▸ WHAT YOU HAVE TO DO
Reproduce the lines below word for word, starting with the first one and ending with the line that contains "(168, 29), (182, 44)", both included. Leave the pictures out of your answer.

▸ PROVIDED RECORDS

===============

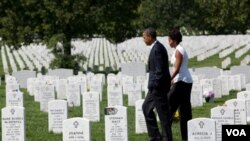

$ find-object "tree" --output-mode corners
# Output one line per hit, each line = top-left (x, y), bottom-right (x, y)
(97, 0), (140, 43)
(139, 0), (194, 35)
(0, 0), (140, 68)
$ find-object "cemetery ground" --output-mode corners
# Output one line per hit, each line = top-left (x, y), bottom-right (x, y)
(0, 82), (242, 141)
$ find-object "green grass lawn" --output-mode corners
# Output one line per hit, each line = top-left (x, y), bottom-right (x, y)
(0, 81), (240, 141)
(0, 42), (250, 141)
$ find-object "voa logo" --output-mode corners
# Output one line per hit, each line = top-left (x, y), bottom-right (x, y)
(226, 129), (247, 136)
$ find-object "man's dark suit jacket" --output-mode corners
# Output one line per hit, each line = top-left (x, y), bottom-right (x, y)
(148, 41), (171, 91)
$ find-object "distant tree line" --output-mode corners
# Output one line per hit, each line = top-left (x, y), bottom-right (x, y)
(0, 0), (250, 68)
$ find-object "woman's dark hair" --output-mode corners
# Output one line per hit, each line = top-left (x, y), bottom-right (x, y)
(144, 27), (156, 39)
(168, 29), (182, 44)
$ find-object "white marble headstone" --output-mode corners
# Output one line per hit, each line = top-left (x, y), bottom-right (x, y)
(188, 118), (216, 141)
(63, 117), (91, 141)
(6, 91), (23, 107)
(246, 83), (250, 91)
(237, 91), (250, 121)
(56, 79), (67, 99)
(66, 83), (81, 107)
(107, 84), (123, 106)
(211, 106), (234, 141)
(40, 84), (55, 112)
(191, 83), (203, 107)
(82, 91), (100, 122)
(48, 100), (68, 133)
(127, 83), (142, 106)
(135, 99), (148, 134)
(105, 106), (128, 141)
(1, 106), (26, 141)
(89, 80), (103, 101)
(218, 75), (229, 95)
(225, 99), (247, 125)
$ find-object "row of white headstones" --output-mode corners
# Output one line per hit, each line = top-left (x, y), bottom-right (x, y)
(1, 35), (250, 74)
(2, 70), (250, 141)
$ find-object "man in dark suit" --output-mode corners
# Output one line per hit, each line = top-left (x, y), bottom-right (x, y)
(142, 28), (172, 141)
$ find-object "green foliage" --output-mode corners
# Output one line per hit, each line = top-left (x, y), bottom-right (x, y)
(50, 54), (86, 70)
(97, 0), (140, 43)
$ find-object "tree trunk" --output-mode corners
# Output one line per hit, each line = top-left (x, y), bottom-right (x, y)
(63, 36), (71, 56)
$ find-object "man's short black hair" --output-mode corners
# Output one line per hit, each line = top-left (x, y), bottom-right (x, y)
(168, 28), (182, 44)
(144, 27), (156, 39)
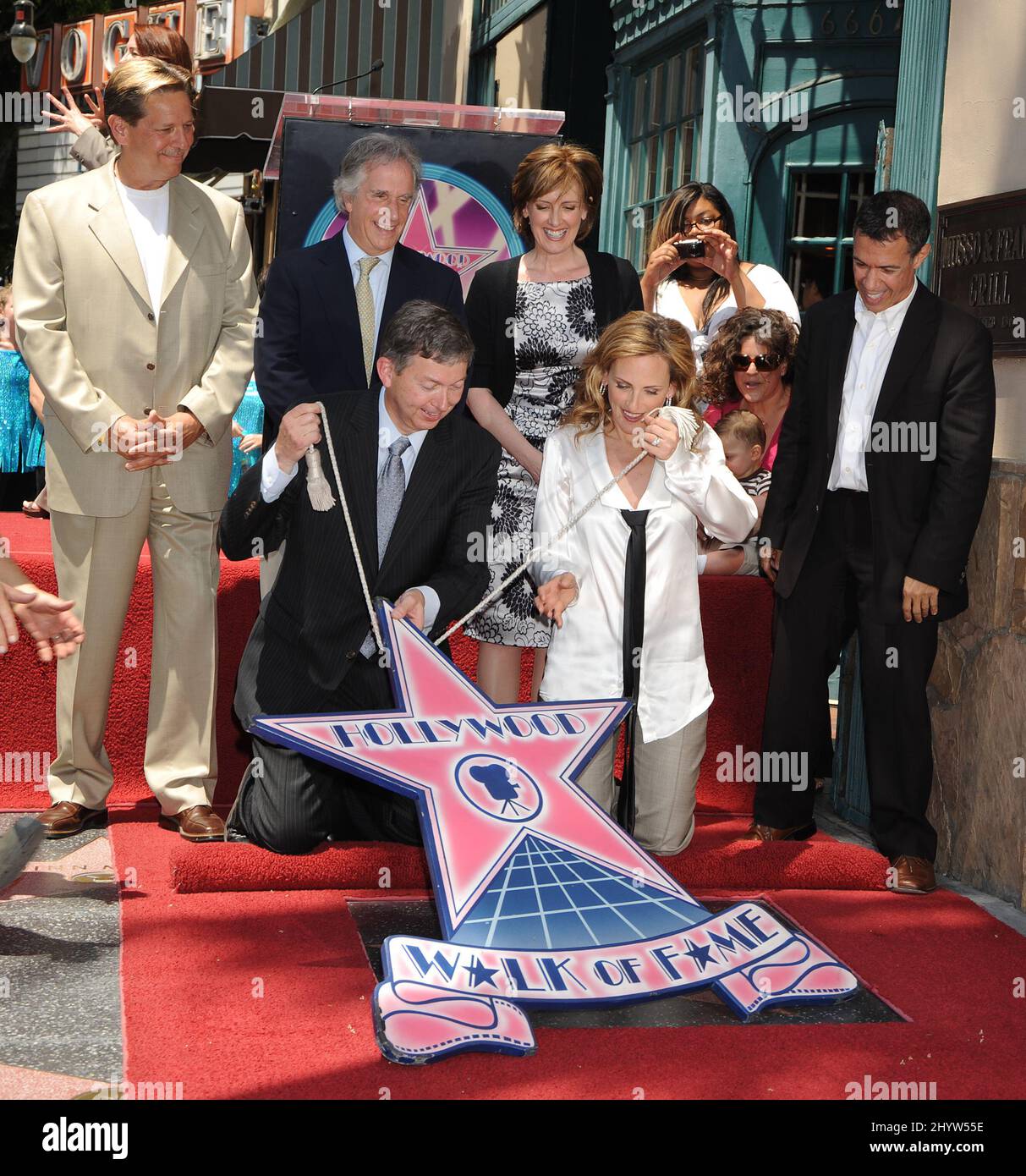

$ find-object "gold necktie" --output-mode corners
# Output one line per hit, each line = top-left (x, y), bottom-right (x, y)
(356, 257), (381, 386)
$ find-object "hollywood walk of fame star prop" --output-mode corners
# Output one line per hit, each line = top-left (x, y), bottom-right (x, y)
(250, 602), (858, 1063)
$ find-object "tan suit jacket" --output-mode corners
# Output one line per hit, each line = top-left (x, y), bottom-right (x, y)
(14, 160), (257, 518)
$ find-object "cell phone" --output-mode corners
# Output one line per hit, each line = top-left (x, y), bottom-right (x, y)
(673, 241), (705, 261)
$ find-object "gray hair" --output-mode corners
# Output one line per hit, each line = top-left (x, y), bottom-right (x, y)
(381, 299), (474, 371)
(332, 132), (423, 213)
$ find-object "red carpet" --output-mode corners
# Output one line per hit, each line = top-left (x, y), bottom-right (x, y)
(170, 815), (887, 893)
(106, 812), (1026, 1101)
(0, 514), (772, 812)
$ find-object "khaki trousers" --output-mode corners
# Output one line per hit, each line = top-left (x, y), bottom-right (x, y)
(577, 712), (707, 857)
(49, 465), (220, 816)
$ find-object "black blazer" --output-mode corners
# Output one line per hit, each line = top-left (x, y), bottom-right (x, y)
(254, 233), (467, 433)
(220, 392), (501, 706)
(761, 284), (994, 624)
(467, 253), (645, 408)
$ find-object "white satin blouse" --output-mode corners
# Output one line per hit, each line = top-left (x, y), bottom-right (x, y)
(530, 423), (757, 742)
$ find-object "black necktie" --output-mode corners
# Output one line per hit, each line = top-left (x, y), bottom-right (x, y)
(616, 510), (649, 834)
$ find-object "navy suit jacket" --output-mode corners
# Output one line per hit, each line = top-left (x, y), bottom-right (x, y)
(761, 284), (994, 624)
(254, 233), (467, 427)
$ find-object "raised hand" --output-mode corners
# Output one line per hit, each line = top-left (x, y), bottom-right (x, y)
(0, 583), (85, 662)
(274, 404), (321, 463)
(42, 85), (103, 138)
(535, 572), (579, 629)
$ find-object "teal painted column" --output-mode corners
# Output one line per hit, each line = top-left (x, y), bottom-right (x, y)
(891, 0), (951, 287)
(598, 63), (630, 256)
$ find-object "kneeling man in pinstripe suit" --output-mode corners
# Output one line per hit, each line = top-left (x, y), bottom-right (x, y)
(221, 301), (500, 854)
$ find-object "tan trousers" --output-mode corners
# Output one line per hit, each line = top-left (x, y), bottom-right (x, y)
(49, 467), (221, 816)
(577, 712), (707, 857)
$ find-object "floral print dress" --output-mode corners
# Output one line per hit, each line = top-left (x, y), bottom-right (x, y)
(467, 275), (598, 649)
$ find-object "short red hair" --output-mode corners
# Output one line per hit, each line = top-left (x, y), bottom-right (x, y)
(513, 144), (603, 241)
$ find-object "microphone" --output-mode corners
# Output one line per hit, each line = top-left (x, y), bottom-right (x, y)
(313, 58), (384, 94)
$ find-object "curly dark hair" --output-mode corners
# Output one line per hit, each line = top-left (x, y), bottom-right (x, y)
(702, 305), (798, 404)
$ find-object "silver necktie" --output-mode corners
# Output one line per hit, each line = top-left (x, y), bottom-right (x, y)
(359, 437), (410, 657)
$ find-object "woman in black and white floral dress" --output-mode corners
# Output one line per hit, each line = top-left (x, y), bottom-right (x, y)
(467, 144), (642, 702)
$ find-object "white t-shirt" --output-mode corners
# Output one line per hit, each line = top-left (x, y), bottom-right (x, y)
(655, 266), (802, 375)
(114, 175), (170, 316)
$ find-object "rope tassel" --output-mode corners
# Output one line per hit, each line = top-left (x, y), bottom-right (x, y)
(307, 446), (335, 510)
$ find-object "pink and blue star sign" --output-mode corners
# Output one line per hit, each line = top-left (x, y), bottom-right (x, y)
(251, 604), (858, 1063)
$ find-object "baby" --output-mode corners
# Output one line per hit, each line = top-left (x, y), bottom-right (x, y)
(698, 409), (771, 576)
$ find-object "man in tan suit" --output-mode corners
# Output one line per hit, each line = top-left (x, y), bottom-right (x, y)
(14, 58), (257, 841)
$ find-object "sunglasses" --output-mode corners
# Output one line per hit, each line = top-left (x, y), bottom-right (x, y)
(730, 352), (782, 371)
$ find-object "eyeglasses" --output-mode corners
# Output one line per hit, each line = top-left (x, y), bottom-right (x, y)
(680, 214), (723, 236)
(730, 352), (782, 371)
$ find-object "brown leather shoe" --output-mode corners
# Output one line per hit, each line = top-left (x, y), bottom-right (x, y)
(36, 801), (107, 839)
(737, 821), (815, 841)
(160, 805), (224, 841)
(887, 854), (936, 893)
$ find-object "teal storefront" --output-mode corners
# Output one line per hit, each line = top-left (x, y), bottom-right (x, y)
(601, 0), (950, 826)
(601, 0), (903, 294)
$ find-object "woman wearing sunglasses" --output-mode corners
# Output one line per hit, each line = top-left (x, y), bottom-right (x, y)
(642, 181), (799, 375)
(702, 307), (798, 470)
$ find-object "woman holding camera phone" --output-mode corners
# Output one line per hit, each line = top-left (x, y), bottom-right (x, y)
(642, 181), (799, 374)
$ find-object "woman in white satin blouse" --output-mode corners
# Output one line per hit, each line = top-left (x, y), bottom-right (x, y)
(530, 310), (755, 856)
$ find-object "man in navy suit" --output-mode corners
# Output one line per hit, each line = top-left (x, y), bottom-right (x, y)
(255, 134), (467, 427)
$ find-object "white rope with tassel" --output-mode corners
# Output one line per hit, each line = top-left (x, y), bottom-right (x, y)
(307, 401), (702, 652)
(307, 400), (384, 655)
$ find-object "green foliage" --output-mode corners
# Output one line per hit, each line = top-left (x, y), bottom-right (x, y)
(36, 0), (118, 28)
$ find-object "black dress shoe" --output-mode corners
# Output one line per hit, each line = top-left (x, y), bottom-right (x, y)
(0, 816), (46, 890)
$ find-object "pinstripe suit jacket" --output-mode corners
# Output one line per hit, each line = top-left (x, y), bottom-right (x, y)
(221, 392), (500, 712)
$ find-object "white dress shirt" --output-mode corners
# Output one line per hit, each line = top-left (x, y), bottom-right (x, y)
(114, 174), (170, 319)
(260, 388), (441, 633)
(342, 224), (395, 354)
(530, 423), (758, 742)
(826, 281), (919, 492)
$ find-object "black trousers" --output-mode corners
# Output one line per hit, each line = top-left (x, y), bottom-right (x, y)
(230, 618), (420, 854)
(754, 491), (936, 860)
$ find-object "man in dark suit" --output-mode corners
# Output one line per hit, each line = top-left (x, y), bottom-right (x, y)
(255, 134), (467, 427)
(748, 190), (994, 893)
(221, 301), (500, 854)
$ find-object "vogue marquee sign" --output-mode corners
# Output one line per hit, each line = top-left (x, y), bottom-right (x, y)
(22, 0), (236, 93)
(250, 606), (858, 1063)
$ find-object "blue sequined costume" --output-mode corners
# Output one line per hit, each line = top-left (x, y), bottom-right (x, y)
(228, 380), (263, 495)
(0, 349), (46, 474)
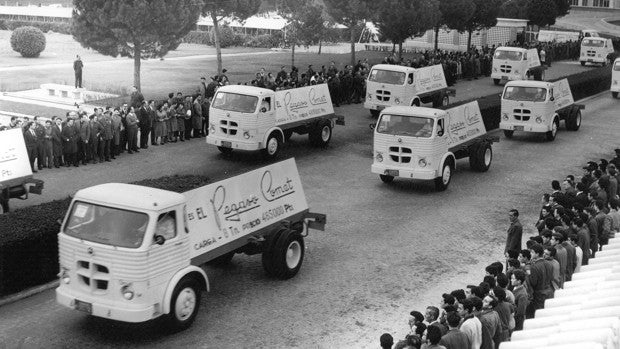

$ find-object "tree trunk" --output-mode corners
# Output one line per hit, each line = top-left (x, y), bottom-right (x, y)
(133, 42), (142, 91)
(349, 24), (355, 65)
(211, 11), (222, 75)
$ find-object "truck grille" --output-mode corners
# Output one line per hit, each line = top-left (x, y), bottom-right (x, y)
(499, 64), (512, 74)
(376, 90), (392, 102)
(76, 260), (110, 293)
(389, 147), (411, 164)
(512, 109), (532, 121)
(220, 120), (239, 136)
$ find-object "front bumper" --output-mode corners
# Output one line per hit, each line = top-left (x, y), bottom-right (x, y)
(56, 286), (161, 322)
(207, 136), (264, 150)
(370, 162), (438, 180)
(499, 121), (550, 132)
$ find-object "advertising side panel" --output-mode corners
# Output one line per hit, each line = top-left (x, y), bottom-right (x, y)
(415, 64), (448, 93)
(446, 101), (487, 147)
(553, 79), (574, 110)
(183, 159), (308, 258)
(276, 84), (334, 125)
(0, 129), (32, 186)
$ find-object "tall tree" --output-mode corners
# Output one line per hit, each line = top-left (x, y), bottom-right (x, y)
(373, 0), (439, 60)
(277, 0), (326, 66)
(324, 0), (371, 64)
(71, 0), (201, 90)
(465, 0), (502, 50)
(435, 0), (476, 50)
(203, 0), (261, 74)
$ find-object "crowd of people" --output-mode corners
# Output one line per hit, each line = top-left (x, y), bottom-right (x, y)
(0, 88), (210, 173)
(379, 149), (620, 349)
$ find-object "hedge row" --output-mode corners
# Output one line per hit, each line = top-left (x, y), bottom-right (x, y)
(0, 176), (209, 296)
(444, 66), (611, 131)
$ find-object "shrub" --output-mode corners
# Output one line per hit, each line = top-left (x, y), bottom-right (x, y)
(11, 26), (45, 57)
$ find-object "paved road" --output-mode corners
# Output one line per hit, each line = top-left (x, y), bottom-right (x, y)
(0, 65), (620, 348)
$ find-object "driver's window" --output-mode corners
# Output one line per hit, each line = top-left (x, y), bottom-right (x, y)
(155, 211), (177, 240)
(437, 119), (443, 137)
(260, 97), (271, 113)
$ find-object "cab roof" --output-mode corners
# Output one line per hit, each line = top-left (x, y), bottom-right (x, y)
(381, 106), (446, 118)
(217, 85), (273, 96)
(506, 80), (553, 88)
(372, 64), (416, 73)
(74, 183), (185, 210)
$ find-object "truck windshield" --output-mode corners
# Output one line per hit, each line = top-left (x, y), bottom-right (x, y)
(211, 92), (258, 113)
(368, 69), (405, 85)
(377, 114), (434, 138)
(581, 39), (605, 47)
(493, 50), (523, 61)
(63, 201), (149, 248)
(503, 86), (547, 102)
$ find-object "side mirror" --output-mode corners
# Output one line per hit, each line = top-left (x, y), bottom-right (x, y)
(155, 235), (166, 245)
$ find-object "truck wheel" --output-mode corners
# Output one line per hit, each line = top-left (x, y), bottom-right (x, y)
(261, 228), (286, 276)
(217, 147), (232, 154)
(435, 160), (452, 191)
(379, 175), (394, 183)
(566, 109), (581, 131)
(545, 117), (560, 142)
(263, 132), (282, 159)
(308, 120), (332, 147)
(168, 277), (200, 332)
(271, 229), (305, 280)
(469, 143), (493, 172)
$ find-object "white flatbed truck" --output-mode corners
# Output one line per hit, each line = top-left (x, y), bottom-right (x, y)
(0, 129), (43, 214)
(207, 84), (344, 158)
(499, 79), (585, 141)
(371, 102), (499, 191)
(56, 159), (326, 330)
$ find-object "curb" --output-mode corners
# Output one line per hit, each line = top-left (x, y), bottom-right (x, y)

===============

▸ WRITTEN SOLUTION
$ find-object "tree" --output-mode corners
# Output one line per hit, each line = top-left (x, y), bottom-right (x, y)
(97, 0), (140, 43)
(139, 0), (194, 35)
(0, 0), (140, 68)
$ find-object "cemetery ground" --output-mode corners
# Output one line per hit, each line = top-left (x, y), bottom-right (x, y)
(0, 82), (242, 141)
$ find-object "green grass lawn" --output-mode corners
# Output one line per hit, each line = top-left (x, y), bottom-right (x, y)
(0, 81), (240, 141)
(0, 42), (250, 141)
$ find-object "voa logo" --output-mode corners
# Output one line per hit, each line = top-left (x, y), bottom-right (x, y)
(226, 129), (247, 136)
$ find-object "man's dark suit jacket" --output-mode corners
# Output one line per hit, each line = top-left (x, y), bottom-right (x, y)
(148, 41), (171, 91)
$ find-object "distant tree line" --output-mode corners
# Output one line per hit, each line = top-left (x, y), bottom-right (x, y)
(0, 0), (250, 68)
$ find-object "woman's dark hair" --output-mode corners
# Output one line per hit, each line = top-left (x, y), bottom-right (x, y)
(144, 27), (156, 39)
(168, 29), (182, 44)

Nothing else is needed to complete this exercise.